◆ **Work task 1**: In the text about Larry Lawless, what position did he hold at Stephenville ISD from 1999 to 2013?
◆ **Work task 2**: Extend the text about Larry Lawless with the next passage, picking up after its final sentence.

◆ **Document excerpt**:
__________________________________________________
Larry Lawless

Larry Lawless, founder of the Lawless Percussion and Jazz Ensemble, has been involved in music education for over 35 years, as a high school and junior high band director, private lesson teacher, clinician, drum and bugle corps caption head, and university instructor. His former students can be found in teaching positions and performing venues across the country. He has been a featured clinician for schools in Texas, Oklahoma, Nebraska, and Iowa and the Texas Music Educators and Texas Bandmasters Conventions. From 1999 to 2013, Larry served as the Associate Band Director/ Percussion Specialist for Stephenville ISD in Stephenville, Texas. He holds a Bachelors degree in Music Education from the University of North Texas and a Master of Music degree in Music Composition and Percussion from the University of Nebraska.


Mr. Lawless endorses Encore Mallets and Sabian Cymbals. He is the former President of the Texas Chapter of the Percussive Arts Society, and in 2008 was named Outstanding Chapter President.

Well, my original intention was to take a leisurely morning in Amarillo, then head for Colorado about 10:00, but after my wife reminded me that West Texas A&M University (Bart's alma mater) was just 15 miles down the road, I decided to move out early.

WT was in the middle of a band camp, so lots of students running around, but I found Dr. Susan Martin Tariq, Professor of Percussion, fairly easily. She looked up and said, "Larry, what are you doing here?" So I told her, "Well, I woke up this morning in Stephenville and thought, it's been too long since I've seen Susan, so I drove over here." She thought that was funny. Anyway, very generously let me into a marimba practice room, so once again, I got to remind my hands what it feels like to hold mallets. Thanks, Susan! Afterwards, she gave me a tour of their new facilities, under construction. Going to be very nice, if they get it done in time for the start of classes.
__________________________________________________
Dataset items
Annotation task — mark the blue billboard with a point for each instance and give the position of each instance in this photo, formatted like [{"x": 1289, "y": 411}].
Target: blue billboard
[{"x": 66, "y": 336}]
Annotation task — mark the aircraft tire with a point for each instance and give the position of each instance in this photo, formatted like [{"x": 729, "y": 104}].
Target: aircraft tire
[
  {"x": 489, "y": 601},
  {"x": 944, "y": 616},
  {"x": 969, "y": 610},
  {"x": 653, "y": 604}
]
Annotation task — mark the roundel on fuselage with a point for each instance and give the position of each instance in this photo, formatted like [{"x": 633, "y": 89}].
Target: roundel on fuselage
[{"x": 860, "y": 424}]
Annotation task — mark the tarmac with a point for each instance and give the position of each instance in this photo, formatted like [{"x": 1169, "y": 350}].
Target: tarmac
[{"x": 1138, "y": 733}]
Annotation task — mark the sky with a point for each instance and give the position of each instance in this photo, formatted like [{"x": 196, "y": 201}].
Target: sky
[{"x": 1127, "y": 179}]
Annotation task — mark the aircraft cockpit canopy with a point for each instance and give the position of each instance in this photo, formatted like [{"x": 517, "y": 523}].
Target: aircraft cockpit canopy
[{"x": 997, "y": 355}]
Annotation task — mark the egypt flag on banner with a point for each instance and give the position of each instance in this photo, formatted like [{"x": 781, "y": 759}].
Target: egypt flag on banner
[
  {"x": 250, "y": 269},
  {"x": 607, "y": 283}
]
__________________________________________________
◆ **Task answer 1**: Associate Band Director/Percussion Specialist

◆ **Task answer 2**:
By this time, it was a little before 10:00, so I headed back north, passing through Amarillo and up the Texas Panhandle. Miles and miles of miles and miles, but starkly beautiful and amazing in the scope of the agriculture. Crossed into New Mexico and stopped for lunch in Clayton. In looking for a unique, non-chain  type place, I found the Eklund Hotel and Saloon, dating from the 1800's. It wasn't until I was seated that I remembered eating here 11 years before, with my family (well, the twins were yet to be born, but they were there) the last time we went to see the Walter family in Boulder.

Back on the highway to find the stretch from Clayton to Raton all under construction, speed limit 45. I took advantage of the snail's pace to pull over at lots of roadside parks and Histerical Markers. One park had a posted sign saying, "Warning! Watch for Snakes". The trail is ever fraught with danger.

Finally, through the Raton pass into Colorado and the real mountains, driving with one hand on the wheel, snapping pictures with the other. Stopped briefly in the quaint town of Trinidad. If I ever get wealthy and retire, this is a place I could move to. Historic buildings, beautiful scenery. But daylight's burning, and back in the saddle again, drove the I-25 corridor that parallels the Rocky Mountains into Colorado Springs. With a loud "whoopie ty yi yay", or reasonable facsimile, it strikes me that I'm almost there. Now the fun really begins.